--- Exercise instructions ---
Edit the items from the start up to and including the line with "output: one JSON" by replacing "outline" with "contour" and leaving everything else unchanged. Return only those lines.

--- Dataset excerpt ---
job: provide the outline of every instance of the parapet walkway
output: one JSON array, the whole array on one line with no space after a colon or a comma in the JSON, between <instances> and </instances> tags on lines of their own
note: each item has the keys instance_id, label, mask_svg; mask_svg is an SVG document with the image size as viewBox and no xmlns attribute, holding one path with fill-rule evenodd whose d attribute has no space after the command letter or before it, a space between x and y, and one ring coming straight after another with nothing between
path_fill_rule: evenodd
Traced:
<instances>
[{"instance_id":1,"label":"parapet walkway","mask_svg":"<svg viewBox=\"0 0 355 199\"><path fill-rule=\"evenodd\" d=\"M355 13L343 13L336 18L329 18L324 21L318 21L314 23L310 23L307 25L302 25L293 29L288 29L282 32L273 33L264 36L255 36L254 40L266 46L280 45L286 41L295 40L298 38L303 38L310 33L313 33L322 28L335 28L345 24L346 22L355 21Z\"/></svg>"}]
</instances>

--- Exercise answer ---
job: provide the contour of every instance of the parapet walkway
output: one JSON array, the whole array on one line with no space after a colon or a comma in the JSON, between <instances> and </instances> tags on lines of their own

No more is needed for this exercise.